Please set down, exactly as written, the line containing "Might I trouble you for the coordinates of the parsley" and every line after it through the end of the records.

(Records from a collection)
■ ■ ■

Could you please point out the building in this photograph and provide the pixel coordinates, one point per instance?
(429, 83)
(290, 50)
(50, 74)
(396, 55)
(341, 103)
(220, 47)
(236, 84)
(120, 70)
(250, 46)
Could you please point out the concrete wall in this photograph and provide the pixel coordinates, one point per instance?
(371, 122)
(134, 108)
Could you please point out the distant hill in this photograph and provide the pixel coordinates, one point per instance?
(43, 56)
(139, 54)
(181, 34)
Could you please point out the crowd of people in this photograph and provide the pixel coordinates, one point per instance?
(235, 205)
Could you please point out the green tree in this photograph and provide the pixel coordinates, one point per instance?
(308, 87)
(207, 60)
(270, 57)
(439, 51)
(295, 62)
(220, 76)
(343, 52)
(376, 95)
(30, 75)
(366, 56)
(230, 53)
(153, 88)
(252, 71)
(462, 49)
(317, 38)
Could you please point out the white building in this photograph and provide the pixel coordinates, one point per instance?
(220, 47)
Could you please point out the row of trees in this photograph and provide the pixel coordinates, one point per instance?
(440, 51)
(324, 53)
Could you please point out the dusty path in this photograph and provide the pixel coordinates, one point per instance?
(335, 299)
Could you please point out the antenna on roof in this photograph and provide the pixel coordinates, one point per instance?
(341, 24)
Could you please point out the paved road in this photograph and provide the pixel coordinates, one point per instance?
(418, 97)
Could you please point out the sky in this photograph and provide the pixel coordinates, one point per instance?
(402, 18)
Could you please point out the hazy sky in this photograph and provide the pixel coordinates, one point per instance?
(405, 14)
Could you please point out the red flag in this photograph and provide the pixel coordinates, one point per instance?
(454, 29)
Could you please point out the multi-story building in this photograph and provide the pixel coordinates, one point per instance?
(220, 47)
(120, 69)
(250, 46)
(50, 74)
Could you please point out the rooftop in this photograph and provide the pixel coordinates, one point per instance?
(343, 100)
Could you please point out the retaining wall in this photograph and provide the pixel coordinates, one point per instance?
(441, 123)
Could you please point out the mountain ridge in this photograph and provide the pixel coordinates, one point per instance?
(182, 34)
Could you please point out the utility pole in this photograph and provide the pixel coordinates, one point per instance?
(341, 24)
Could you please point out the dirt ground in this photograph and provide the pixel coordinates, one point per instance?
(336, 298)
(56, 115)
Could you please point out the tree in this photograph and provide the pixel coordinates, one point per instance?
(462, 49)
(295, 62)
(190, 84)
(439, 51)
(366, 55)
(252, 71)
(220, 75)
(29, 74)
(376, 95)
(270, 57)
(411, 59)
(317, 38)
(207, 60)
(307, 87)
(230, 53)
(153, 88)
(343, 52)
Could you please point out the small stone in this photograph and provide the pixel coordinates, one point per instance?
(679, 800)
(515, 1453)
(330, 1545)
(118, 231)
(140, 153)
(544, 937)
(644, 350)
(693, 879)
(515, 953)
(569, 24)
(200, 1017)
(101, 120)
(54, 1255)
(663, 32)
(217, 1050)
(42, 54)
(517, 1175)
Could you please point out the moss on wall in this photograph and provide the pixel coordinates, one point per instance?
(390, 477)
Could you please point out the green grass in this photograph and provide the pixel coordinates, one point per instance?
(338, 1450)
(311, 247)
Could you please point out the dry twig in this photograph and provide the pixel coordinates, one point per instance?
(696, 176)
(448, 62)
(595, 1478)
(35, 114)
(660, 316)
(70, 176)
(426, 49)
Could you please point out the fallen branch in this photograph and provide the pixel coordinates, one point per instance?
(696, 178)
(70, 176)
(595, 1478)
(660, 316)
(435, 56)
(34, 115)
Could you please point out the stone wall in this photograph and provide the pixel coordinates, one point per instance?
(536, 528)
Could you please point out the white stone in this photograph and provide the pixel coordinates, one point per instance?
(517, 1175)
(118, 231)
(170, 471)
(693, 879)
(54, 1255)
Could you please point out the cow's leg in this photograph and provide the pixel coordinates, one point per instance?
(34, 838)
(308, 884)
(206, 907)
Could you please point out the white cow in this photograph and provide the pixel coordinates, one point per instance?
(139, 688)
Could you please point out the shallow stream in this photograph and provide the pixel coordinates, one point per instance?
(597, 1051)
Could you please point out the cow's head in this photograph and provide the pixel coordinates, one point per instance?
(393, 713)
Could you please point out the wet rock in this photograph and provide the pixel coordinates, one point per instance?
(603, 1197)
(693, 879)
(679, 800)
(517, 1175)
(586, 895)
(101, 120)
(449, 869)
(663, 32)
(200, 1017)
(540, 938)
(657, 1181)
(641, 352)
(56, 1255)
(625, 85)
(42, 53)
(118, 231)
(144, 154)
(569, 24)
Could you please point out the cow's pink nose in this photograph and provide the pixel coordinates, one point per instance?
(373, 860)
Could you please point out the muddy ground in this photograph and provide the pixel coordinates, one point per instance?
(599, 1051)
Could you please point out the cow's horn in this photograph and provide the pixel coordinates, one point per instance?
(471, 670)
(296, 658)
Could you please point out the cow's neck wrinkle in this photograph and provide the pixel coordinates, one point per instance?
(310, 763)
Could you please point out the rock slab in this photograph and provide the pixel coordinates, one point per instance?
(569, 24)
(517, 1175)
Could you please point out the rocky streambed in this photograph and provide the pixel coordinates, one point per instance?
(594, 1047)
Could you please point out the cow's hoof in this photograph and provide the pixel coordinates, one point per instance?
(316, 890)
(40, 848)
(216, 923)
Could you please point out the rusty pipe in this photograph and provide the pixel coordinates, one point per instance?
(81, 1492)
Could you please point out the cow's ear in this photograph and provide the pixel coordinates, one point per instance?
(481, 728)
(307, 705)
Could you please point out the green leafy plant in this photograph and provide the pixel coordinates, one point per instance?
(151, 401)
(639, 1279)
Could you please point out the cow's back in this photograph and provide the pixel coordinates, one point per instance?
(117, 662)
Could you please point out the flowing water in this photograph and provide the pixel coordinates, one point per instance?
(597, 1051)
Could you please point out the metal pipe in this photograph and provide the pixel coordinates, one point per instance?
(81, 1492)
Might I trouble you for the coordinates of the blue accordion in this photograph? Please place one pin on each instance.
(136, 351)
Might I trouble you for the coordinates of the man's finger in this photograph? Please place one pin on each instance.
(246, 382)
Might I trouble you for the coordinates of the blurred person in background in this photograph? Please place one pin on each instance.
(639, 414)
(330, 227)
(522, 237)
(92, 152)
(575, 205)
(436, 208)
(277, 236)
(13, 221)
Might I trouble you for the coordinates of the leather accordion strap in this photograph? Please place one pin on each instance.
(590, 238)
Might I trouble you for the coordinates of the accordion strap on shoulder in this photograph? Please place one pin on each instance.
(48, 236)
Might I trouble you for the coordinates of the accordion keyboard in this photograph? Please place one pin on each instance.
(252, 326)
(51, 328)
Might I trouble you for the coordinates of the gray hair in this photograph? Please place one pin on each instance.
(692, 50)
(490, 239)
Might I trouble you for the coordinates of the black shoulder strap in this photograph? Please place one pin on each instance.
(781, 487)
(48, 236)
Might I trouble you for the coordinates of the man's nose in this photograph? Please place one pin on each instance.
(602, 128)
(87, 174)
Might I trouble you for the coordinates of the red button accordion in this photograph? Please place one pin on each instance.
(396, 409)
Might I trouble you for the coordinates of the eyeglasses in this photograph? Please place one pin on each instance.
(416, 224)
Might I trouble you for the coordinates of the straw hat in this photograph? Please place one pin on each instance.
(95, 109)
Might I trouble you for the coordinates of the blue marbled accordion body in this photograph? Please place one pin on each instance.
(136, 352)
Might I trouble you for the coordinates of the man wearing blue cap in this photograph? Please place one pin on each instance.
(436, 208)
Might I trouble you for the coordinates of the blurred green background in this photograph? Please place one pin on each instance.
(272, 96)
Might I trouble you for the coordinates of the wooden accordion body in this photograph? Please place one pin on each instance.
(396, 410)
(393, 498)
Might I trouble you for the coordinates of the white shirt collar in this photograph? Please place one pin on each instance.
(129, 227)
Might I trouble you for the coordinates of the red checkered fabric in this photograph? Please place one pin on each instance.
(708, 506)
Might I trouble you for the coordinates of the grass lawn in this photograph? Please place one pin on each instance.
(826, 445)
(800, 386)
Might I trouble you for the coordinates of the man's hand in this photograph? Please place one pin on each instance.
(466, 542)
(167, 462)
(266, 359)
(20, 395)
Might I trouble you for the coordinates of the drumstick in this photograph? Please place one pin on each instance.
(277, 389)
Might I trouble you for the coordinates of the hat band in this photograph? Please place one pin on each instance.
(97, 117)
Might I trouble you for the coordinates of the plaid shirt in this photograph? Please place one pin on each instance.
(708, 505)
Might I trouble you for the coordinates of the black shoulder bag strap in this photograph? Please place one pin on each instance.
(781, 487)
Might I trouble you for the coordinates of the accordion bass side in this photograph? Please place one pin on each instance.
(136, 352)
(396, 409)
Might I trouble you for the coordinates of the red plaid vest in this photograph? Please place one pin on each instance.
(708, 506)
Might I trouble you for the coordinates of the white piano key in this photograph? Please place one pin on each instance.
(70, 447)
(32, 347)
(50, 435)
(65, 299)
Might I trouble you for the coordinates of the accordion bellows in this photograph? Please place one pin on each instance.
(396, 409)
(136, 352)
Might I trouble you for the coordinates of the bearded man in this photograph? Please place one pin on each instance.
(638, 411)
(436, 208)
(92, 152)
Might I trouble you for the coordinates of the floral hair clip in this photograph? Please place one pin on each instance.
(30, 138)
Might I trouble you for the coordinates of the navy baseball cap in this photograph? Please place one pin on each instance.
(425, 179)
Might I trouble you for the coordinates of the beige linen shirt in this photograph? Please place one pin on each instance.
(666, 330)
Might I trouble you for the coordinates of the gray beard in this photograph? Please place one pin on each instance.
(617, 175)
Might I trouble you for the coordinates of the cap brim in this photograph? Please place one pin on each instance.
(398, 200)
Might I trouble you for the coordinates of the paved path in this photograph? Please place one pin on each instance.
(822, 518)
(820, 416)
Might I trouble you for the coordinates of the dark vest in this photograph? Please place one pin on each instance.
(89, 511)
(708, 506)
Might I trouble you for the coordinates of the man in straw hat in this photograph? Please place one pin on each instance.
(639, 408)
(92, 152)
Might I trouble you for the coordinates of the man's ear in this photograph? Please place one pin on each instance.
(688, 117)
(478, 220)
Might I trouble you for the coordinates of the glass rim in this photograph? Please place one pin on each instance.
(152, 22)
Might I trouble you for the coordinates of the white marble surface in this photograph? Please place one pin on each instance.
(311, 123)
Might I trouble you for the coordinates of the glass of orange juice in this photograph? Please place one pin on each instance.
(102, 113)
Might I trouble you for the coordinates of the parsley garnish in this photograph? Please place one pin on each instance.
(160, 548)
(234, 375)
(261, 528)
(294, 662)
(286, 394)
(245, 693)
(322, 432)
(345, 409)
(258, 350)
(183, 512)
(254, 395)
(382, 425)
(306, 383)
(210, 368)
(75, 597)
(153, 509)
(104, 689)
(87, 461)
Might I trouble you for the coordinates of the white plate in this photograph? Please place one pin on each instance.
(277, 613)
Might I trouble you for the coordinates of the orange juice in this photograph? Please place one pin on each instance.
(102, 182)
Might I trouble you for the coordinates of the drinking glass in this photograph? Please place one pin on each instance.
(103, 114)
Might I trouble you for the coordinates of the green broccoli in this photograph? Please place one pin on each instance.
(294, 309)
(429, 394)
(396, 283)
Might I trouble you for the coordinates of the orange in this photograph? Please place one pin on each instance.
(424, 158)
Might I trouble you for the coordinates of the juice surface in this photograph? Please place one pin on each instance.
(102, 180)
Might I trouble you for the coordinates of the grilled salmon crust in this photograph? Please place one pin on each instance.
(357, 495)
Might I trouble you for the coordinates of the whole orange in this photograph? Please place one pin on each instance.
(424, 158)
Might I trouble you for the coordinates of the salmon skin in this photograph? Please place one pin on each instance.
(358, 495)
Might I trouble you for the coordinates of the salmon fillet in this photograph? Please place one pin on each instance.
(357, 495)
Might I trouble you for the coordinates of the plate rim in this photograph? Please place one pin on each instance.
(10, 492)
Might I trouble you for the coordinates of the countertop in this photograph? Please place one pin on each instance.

■ ■ ■

*Answer box*:
Might I trouble you for the coordinates of the parsley garnish in this photograph? Please place one pin on each instance.
(160, 548)
(234, 375)
(261, 528)
(294, 662)
(286, 394)
(245, 693)
(322, 432)
(345, 409)
(258, 350)
(183, 512)
(254, 395)
(382, 425)
(306, 383)
(210, 368)
(75, 597)
(153, 509)
(104, 689)
(87, 461)
Might I trouble you for the coordinates of the white plate in this photograph? Please place one pin on each instance.
(277, 613)
Might I trouble you for the coordinates of the orange juice in this photograph? Please place one pin on each instance.
(102, 182)
Might I trouble you for the coordinates of the drinking glass in this photograph? Please place one pin on each instance.
(103, 114)
Might I trouble you for the coordinates of the green broccoli in this photograph? Please place one pin on each instance.
(294, 309)
(429, 394)
(396, 283)
Might I trouble you for the coordinates of the orange in this photograph? Please place one pin on each instance.
(424, 158)
Might I trouble you for the coordinates of the juice surface in this photograph? Please place one pin on each instance.
(102, 180)
Might I trouble you for the coordinates of the grilled salmon crust in this photograph? Please place one pin on each instance.
(357, 495)
Might I trouble you for the coordinates of the whole orange in this photograph? Please place one pin on each instance.
(424, 158)
Might I trouble you for the coordinates of the salmon skin in this photograph? Please place one pin on each instance.
(358, 495)
Might I trouble you for the coordinates of the salmon fillet in this photograph? Please place one pin on each instance.
(357, 495)
Might I trouble you for the coordinates of the plate rim in this photograph? Please place one pin on each instance.
(10, 492)
Might I trouble you for the coordinates of the countertop in this photograph? Please place one pin on each instance.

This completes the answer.